» **What you are asked to do**: Using the data below, copy out all lines with the word "white".

Stored data:

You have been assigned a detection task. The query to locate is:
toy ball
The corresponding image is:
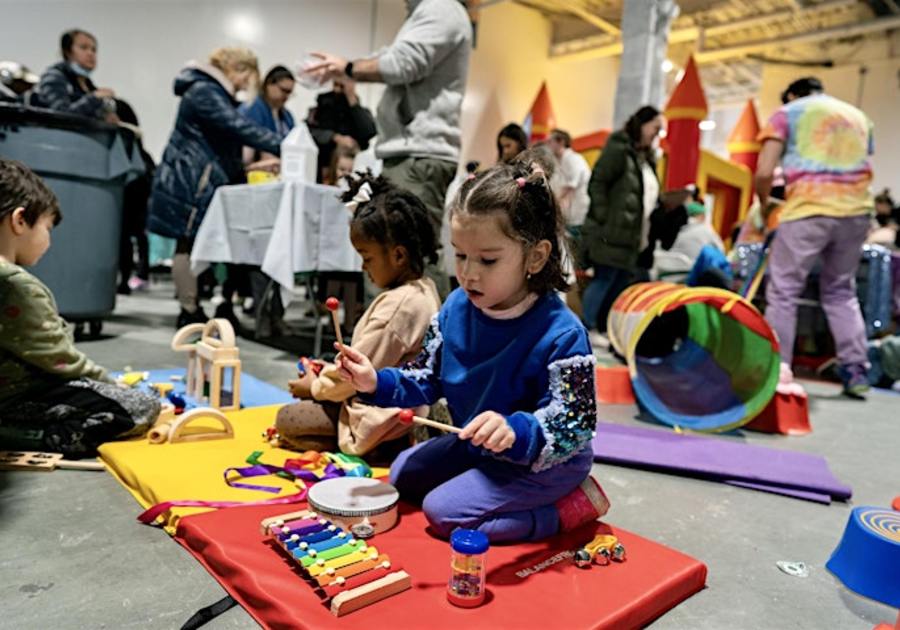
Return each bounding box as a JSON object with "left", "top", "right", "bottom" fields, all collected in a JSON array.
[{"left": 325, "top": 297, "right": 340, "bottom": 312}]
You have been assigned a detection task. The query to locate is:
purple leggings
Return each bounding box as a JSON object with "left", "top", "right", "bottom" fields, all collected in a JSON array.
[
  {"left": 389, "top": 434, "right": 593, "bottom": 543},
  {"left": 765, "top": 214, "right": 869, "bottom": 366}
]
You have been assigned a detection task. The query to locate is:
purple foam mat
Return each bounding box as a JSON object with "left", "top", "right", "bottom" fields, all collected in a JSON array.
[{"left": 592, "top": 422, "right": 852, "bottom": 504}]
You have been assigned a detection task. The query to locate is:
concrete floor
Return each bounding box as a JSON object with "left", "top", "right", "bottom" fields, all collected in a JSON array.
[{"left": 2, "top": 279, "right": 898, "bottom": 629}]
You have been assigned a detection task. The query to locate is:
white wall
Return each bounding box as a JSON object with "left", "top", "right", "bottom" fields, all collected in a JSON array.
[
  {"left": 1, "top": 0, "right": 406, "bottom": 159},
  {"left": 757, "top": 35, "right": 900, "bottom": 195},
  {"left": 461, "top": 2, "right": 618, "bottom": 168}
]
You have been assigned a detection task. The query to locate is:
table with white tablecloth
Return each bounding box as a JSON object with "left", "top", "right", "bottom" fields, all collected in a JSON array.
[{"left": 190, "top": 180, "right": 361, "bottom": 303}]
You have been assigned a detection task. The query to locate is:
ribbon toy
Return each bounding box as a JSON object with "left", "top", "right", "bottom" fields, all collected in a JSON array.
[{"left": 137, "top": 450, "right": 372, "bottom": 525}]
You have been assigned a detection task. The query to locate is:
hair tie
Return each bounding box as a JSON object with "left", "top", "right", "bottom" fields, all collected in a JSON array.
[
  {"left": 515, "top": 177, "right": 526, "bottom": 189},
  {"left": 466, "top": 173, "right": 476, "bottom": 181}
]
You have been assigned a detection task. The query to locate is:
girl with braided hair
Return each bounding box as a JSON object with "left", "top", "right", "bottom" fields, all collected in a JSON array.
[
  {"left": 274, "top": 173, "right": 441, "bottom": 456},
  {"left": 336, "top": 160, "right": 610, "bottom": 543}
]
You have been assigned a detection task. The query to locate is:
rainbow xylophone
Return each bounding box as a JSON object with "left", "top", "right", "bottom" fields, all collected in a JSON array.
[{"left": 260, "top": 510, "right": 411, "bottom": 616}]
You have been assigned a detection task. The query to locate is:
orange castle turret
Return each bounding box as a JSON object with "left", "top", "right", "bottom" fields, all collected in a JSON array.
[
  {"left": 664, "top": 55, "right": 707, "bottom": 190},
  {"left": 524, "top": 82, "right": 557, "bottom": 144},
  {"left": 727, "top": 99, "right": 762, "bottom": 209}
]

...

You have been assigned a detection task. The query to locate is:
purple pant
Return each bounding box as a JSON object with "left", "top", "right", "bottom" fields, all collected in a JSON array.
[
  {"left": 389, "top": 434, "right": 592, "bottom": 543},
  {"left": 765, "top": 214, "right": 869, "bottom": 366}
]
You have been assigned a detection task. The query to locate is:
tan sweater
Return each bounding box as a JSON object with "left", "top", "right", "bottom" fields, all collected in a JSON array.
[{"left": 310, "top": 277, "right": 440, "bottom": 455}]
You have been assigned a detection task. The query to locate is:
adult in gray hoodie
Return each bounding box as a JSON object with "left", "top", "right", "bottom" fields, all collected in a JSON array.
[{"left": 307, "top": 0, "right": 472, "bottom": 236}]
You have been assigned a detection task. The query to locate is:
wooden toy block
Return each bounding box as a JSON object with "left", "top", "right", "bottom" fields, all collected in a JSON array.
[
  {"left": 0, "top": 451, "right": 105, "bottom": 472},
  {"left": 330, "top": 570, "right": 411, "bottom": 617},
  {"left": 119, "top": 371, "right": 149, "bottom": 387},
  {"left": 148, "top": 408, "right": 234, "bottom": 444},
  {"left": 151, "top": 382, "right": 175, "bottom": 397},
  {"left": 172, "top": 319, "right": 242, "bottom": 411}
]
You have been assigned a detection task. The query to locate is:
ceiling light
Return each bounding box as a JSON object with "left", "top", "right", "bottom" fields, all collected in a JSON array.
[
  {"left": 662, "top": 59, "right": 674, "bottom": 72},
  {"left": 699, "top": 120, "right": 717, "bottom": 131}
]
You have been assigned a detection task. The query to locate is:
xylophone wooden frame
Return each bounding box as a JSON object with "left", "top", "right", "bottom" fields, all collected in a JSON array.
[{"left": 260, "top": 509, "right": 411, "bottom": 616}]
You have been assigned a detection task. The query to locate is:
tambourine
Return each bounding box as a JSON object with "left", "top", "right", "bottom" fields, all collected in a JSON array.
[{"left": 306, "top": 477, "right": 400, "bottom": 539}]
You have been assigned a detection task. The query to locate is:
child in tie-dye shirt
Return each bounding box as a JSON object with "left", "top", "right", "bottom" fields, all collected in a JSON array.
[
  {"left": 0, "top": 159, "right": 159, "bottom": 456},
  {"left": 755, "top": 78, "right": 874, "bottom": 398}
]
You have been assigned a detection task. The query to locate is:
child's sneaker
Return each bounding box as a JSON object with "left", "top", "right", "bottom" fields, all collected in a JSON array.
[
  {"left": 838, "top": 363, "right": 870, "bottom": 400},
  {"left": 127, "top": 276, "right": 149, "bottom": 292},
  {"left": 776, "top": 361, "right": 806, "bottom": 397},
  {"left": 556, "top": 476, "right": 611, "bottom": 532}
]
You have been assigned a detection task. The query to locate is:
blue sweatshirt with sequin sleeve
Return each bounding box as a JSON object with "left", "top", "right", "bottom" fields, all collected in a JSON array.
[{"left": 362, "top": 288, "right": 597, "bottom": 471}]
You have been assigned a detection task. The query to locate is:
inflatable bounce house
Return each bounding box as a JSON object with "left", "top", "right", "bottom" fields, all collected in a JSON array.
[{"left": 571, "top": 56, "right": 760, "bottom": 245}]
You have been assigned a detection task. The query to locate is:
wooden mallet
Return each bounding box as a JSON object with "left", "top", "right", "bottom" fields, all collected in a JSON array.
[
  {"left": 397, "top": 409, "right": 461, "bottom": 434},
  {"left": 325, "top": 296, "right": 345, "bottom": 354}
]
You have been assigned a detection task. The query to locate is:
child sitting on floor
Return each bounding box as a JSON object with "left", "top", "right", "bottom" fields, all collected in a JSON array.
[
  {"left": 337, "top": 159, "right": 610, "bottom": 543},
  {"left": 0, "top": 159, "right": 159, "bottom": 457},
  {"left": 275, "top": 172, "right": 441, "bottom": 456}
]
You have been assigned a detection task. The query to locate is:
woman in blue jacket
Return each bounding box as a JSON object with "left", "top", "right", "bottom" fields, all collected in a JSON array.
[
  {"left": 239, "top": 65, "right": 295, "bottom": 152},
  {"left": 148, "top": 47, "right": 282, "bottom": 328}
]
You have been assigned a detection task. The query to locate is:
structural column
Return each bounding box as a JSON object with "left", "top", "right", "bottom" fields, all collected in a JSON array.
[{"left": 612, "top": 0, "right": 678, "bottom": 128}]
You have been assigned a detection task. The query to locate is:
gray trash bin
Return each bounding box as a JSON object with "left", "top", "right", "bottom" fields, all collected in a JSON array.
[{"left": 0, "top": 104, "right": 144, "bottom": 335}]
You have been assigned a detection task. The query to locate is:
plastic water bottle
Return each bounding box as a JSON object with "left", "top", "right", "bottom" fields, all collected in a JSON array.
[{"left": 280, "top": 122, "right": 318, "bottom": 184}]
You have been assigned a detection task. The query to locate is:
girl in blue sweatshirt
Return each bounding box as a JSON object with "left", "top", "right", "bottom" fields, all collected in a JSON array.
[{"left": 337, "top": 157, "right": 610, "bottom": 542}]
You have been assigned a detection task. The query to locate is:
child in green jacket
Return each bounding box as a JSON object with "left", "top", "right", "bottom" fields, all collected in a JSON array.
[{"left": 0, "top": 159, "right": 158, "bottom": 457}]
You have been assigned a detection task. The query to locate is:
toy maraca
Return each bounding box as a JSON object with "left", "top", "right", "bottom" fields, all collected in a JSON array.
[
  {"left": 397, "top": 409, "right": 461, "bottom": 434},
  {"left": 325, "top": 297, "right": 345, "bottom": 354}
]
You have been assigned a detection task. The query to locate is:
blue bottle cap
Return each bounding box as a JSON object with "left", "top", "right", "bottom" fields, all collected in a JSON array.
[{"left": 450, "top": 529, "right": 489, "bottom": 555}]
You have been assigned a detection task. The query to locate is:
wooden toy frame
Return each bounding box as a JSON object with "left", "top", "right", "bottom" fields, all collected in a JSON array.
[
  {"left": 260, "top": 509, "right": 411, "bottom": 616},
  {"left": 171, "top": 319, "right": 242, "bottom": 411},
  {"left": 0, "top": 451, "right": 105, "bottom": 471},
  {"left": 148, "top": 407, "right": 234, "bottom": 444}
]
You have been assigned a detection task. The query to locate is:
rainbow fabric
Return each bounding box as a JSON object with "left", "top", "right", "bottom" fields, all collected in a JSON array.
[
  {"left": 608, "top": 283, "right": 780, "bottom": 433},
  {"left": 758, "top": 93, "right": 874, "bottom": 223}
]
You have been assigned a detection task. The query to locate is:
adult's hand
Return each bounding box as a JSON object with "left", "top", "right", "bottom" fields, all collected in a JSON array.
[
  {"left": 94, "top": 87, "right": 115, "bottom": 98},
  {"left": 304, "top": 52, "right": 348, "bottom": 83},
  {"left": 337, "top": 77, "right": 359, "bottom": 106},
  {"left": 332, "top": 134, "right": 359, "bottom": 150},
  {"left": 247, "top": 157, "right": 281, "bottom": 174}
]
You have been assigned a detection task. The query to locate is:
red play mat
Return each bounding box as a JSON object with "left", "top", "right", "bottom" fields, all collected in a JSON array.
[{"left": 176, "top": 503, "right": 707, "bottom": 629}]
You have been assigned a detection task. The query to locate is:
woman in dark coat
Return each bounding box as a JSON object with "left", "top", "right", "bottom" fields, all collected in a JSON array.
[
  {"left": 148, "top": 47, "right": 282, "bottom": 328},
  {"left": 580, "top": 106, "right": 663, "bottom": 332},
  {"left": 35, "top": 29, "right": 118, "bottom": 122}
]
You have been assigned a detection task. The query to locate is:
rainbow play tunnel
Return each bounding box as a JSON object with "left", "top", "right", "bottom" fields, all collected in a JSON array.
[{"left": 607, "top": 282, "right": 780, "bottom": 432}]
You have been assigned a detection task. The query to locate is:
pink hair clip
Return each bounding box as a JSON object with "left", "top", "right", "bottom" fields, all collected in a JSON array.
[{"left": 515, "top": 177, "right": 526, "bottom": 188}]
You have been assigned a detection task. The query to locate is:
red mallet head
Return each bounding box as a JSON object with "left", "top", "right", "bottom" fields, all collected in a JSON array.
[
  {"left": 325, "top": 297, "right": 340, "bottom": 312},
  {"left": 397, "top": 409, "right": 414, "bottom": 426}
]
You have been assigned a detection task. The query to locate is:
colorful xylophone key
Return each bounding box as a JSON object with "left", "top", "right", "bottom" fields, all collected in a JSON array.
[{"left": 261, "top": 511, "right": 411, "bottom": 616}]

» **Response for this exercise**:
white wall
table with white tablecloth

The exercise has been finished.